* [Exercise details]:
Locate the line that contains "Exercise. Identify every instance of the lantern lid". Reproduce it and all following lines up to the end of the material, exactly and with nothing added.

* [Data rows]:

# # #

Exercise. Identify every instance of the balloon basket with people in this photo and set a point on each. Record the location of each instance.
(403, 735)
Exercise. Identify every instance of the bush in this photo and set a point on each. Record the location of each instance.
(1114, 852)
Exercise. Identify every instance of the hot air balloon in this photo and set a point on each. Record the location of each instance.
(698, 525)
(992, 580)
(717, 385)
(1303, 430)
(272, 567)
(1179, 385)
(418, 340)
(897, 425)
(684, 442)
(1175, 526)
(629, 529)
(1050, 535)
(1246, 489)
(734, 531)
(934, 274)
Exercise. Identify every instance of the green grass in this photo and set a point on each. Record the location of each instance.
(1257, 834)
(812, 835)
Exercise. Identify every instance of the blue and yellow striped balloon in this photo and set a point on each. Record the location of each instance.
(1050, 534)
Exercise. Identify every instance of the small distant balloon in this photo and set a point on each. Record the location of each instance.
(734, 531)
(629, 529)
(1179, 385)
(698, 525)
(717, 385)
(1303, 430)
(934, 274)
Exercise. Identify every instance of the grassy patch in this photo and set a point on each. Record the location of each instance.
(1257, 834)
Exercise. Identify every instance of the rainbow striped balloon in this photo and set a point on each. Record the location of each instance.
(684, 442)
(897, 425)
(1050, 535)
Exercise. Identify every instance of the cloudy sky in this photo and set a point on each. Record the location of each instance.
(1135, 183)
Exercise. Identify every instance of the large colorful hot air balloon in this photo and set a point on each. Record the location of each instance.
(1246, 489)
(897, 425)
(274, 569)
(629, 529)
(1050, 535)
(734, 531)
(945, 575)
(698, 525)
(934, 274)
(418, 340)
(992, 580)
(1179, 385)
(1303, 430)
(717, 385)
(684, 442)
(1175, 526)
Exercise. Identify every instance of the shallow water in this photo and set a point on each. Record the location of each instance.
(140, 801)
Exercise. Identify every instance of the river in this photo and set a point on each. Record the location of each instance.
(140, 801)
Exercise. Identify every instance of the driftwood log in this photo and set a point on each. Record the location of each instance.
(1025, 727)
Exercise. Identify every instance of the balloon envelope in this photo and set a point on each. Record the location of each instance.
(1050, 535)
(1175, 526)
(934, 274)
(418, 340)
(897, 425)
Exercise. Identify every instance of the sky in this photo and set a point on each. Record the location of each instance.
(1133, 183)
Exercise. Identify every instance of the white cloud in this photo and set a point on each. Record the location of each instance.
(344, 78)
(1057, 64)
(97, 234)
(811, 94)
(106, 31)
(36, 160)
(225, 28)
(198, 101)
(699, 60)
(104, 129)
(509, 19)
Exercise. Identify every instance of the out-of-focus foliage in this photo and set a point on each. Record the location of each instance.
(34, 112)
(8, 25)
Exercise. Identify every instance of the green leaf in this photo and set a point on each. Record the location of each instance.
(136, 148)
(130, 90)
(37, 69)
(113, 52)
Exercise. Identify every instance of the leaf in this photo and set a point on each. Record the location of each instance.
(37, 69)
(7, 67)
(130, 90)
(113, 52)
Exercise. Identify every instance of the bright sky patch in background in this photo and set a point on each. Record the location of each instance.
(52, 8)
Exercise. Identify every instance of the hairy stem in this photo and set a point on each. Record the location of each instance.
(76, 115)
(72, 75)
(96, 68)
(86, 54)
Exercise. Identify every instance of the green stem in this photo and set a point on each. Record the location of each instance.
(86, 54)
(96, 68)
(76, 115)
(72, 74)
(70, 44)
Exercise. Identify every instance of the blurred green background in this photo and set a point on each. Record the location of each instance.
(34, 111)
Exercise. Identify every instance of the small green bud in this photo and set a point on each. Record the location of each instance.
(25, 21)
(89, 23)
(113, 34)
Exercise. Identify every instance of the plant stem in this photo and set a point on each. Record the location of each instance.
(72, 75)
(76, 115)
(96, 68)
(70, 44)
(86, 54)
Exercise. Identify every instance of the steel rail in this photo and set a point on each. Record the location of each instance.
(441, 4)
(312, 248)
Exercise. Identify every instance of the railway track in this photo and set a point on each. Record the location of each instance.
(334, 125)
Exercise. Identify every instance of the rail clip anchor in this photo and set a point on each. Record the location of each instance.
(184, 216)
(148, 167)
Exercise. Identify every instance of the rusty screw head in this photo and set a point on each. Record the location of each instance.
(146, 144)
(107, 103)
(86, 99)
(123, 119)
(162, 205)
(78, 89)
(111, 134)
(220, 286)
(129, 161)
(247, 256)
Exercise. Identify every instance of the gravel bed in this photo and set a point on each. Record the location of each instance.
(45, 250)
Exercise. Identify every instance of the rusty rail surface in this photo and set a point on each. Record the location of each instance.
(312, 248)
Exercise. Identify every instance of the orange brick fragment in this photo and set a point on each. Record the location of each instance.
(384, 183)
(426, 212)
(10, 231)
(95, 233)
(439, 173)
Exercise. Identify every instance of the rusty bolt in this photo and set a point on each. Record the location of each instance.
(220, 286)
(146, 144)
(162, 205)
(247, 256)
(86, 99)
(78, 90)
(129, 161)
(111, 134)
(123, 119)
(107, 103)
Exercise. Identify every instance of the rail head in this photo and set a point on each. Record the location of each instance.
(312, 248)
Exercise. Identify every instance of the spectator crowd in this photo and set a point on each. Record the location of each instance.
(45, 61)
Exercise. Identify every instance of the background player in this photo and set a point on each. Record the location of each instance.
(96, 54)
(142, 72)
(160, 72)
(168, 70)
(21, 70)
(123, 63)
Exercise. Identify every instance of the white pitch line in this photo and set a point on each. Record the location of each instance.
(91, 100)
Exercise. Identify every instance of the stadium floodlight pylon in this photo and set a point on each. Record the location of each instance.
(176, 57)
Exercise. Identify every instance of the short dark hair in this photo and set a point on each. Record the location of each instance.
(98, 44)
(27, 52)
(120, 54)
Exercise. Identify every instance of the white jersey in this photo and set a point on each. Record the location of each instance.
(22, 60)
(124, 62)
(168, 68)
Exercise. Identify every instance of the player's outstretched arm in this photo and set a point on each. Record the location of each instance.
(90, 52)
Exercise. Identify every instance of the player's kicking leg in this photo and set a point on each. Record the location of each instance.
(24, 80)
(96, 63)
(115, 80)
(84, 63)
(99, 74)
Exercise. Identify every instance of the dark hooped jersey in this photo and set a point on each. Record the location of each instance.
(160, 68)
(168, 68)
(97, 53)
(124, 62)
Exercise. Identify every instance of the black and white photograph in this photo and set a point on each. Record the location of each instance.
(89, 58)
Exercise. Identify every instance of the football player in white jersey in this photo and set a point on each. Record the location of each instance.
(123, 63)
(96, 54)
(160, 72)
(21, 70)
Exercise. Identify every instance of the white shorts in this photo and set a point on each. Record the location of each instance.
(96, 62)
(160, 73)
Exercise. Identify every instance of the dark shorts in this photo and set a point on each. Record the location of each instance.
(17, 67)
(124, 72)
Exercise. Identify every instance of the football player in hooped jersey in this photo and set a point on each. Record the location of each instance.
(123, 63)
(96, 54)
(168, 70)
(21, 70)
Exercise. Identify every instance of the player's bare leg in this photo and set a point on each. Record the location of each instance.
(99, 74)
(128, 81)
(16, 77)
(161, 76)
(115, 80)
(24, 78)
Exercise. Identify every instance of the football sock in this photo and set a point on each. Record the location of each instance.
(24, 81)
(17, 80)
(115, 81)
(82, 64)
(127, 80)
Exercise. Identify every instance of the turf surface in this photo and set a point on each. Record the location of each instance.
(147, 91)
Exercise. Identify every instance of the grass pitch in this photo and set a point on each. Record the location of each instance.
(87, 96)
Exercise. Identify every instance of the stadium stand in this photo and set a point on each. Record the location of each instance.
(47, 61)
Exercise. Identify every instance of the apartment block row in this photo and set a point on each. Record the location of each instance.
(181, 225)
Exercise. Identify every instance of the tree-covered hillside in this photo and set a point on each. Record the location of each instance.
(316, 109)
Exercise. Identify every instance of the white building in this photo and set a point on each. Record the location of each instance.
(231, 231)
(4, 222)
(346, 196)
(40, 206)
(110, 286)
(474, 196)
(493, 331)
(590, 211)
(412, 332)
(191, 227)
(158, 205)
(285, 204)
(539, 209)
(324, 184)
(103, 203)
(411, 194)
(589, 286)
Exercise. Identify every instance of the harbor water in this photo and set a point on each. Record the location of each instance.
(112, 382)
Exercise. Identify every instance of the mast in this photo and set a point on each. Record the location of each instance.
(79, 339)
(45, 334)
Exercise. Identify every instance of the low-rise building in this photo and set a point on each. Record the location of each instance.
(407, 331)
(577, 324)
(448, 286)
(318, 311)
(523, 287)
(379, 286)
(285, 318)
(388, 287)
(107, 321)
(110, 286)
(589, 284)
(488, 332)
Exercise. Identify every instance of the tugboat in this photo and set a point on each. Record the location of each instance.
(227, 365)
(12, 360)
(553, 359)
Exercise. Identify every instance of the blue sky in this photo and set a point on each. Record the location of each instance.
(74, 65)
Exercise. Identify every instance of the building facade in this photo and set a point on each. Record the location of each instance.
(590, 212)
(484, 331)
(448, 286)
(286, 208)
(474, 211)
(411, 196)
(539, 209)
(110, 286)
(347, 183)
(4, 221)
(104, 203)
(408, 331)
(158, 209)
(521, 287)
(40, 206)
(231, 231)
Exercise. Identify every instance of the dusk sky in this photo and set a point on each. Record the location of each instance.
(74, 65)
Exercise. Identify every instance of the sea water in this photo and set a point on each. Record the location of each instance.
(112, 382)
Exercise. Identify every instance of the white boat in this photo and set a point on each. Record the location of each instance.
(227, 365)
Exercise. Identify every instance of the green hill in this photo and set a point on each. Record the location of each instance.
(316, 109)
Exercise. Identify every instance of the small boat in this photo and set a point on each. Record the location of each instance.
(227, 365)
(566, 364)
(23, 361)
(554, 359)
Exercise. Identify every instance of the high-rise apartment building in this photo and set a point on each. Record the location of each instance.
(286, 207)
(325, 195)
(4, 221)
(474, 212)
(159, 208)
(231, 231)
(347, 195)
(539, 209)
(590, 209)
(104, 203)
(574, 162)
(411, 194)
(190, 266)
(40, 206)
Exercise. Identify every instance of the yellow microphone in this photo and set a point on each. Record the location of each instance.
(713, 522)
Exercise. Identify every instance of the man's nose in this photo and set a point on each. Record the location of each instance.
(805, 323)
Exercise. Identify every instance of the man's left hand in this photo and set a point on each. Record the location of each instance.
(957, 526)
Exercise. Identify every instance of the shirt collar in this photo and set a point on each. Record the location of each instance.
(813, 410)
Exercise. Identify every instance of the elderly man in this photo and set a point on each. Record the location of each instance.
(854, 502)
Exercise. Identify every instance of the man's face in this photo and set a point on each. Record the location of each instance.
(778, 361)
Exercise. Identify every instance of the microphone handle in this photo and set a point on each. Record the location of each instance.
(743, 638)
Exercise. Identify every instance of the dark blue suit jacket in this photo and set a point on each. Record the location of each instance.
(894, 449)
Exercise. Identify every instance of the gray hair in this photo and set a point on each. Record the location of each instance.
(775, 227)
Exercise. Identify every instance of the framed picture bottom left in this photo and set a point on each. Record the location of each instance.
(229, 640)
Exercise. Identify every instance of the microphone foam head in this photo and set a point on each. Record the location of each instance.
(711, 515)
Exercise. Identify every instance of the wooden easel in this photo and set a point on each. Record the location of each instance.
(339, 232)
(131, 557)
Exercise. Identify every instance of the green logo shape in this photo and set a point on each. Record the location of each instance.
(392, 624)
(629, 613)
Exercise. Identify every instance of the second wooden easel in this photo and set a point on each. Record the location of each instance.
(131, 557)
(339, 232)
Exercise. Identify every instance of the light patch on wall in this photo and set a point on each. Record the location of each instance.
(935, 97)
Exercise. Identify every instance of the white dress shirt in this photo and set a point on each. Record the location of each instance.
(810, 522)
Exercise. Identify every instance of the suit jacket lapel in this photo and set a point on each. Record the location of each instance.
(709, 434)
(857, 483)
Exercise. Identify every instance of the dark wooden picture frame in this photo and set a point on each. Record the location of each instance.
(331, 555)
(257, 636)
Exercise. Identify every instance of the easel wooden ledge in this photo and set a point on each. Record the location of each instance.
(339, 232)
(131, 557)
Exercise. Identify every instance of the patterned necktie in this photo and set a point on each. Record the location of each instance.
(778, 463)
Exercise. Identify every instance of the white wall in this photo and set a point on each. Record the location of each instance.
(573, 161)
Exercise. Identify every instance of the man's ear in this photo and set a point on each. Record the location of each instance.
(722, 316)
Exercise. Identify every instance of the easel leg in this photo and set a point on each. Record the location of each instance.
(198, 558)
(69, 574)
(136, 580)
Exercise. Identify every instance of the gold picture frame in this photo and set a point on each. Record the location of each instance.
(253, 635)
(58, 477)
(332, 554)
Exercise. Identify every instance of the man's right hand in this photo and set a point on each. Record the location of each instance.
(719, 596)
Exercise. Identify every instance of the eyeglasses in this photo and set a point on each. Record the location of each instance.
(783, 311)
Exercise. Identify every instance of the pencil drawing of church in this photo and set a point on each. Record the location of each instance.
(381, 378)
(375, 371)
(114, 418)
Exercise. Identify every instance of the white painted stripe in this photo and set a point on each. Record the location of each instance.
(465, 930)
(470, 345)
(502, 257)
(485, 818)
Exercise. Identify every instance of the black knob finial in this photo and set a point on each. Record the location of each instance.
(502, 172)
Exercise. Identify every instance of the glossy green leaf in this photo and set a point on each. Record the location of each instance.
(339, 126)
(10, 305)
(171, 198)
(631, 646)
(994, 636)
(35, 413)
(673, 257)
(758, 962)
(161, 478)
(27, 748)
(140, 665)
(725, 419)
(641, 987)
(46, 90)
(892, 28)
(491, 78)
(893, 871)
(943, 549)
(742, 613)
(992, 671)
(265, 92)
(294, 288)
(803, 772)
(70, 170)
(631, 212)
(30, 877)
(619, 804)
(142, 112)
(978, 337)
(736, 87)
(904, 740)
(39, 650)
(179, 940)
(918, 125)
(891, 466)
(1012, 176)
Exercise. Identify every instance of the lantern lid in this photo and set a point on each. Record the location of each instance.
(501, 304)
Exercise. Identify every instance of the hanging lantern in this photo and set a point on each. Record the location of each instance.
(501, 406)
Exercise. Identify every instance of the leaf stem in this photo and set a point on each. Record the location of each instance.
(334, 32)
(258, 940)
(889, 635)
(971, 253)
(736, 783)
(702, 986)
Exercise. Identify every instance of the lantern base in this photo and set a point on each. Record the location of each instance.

# # #

* [Written answer]:
Exercise. Identify every instance of the lantern lid in this photo and set a point on each. Record the location of each instance.
(501, 304)
Exercise. Identify every instance of the hanging lantern in this photo and set a point on each. Record the location of each instance.
(501, 406)
Exercise. Identify every instance of the leaf stem in this photo and set a point on each. Record the location of each instance.
(334, 32)
(258, 940)
(889, 635)
(971, 253)
(736, 783)
(702, 986)
Exercise. Identify every instance of the lantern base in this photo and set a point on each. Record the location of each instance.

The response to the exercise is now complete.